> _Objective A_
Translate this sentence from the overclocking thread into Spanish: "I don't know why this is happening and was wondering if anyone knew why."

# Computer Overclocks Itself!



## Rogueninja (Dec 27, 2008)

Hello, I recently tried to change the speed of my RAM from 800 Mhz to 1066Mhz but that resulted in a huge temperature increase of my CPU (from 45C idle to 60C idle) so I put it back to 800. However, now when I look at my real time HT bus, it changes somewhat randomly! It will go from 200 to 210 or down to 195, resulting in some drastic changes to CPU speeds. This in turn leads to higher CPU temperatures, and the only way I can seem to stop it is if I use ASUS AI gear and gear it down to medium performance, but that doesn't stop it all the time. Currently, its idling at about 54C, way too hot for barely being used! My system specs are as follows:

AMD Phenom X4 9850 Black Edition
Wintec AMPX 4GB 1066 RAM
640 GB SATA Hard drive
Two 8800GTS 640MB graphics cards
ASUS M3N72-D Mobo
Corsair 750W Power Supply

I don't know why this is happening and was wondering if anyone knew why. Any and all help is appreciated.


----------



## greenbrucelee (Apr 24, 2007)

Are you sure your pc isn't just throtlling down?

when a pc isn't doing much it will lower it's speed and whne it is being pushed it will go up..

or are you sure you haven't increased the FSB? which what you do when overclocking.

(Rows from a point-labeling set)
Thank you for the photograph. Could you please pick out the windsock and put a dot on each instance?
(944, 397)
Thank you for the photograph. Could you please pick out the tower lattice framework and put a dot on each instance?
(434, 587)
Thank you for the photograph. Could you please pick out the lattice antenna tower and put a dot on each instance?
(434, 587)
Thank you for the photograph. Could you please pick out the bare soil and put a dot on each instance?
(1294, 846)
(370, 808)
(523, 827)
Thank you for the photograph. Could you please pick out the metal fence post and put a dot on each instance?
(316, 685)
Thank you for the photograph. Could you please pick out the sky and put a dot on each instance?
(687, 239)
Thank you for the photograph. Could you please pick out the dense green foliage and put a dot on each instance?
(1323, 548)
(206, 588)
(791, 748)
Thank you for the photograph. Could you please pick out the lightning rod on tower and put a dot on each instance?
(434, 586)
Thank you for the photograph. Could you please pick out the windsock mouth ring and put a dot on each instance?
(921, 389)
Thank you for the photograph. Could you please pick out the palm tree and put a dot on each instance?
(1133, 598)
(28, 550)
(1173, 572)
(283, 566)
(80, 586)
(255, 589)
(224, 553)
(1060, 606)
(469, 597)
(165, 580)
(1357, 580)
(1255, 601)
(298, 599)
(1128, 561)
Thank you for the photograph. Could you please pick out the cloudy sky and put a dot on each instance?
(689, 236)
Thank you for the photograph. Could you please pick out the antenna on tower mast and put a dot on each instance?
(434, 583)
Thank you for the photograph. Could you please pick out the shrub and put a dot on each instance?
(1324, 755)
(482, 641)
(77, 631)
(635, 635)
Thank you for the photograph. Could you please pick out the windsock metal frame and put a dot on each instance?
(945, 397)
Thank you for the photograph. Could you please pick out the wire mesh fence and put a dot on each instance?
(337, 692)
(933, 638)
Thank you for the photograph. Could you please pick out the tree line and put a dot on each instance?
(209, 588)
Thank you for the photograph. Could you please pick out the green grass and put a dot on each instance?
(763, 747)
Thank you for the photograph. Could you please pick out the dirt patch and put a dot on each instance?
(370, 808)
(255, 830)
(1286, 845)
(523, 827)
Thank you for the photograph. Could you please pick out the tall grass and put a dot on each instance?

> _Objective B_
Please duplicate everything in the rows from the line containing "mast and put a dot on each instance?" down to the end of the rows.

> _Response A_
No sé por qué está pasando esto y me preguntaba si alguien sabía por qué.

> _Response B_
Thank you for the photograph. Could you please pick out the antenna on tower mast and put a dot on each instance?
(434, 583)
Thank you for the photograph. Could you please pick out the shrub and put a dot on each instance?
(1324, 755)
(482, 641)
(77, 631)
(635, 635)
Thank you for the photograph. Could you please pick out the windsock metal frame and put a dot on each instance?
(945, 397)
Thank you for the photograph. Could you please pick out the wire mesh fence and put a dot on each instance?
(337, 692)
(933, 638)
Thank you for the photograph. Could you please pick out the tree line and put a dot on each instance?
(209, 588)
Thank you for the photograph. Could you please pick out the green grass and put a dot on each instance?
(763, 747)
Thank you for the photograph. Could you please pick out the dirt patch and put a dot on each instance?
(370, 808)
(255, 830)
(1286, 845)
(523, 827)
Thank you for the photograph. Could you please pick out the tall grass and put a dot on each instance?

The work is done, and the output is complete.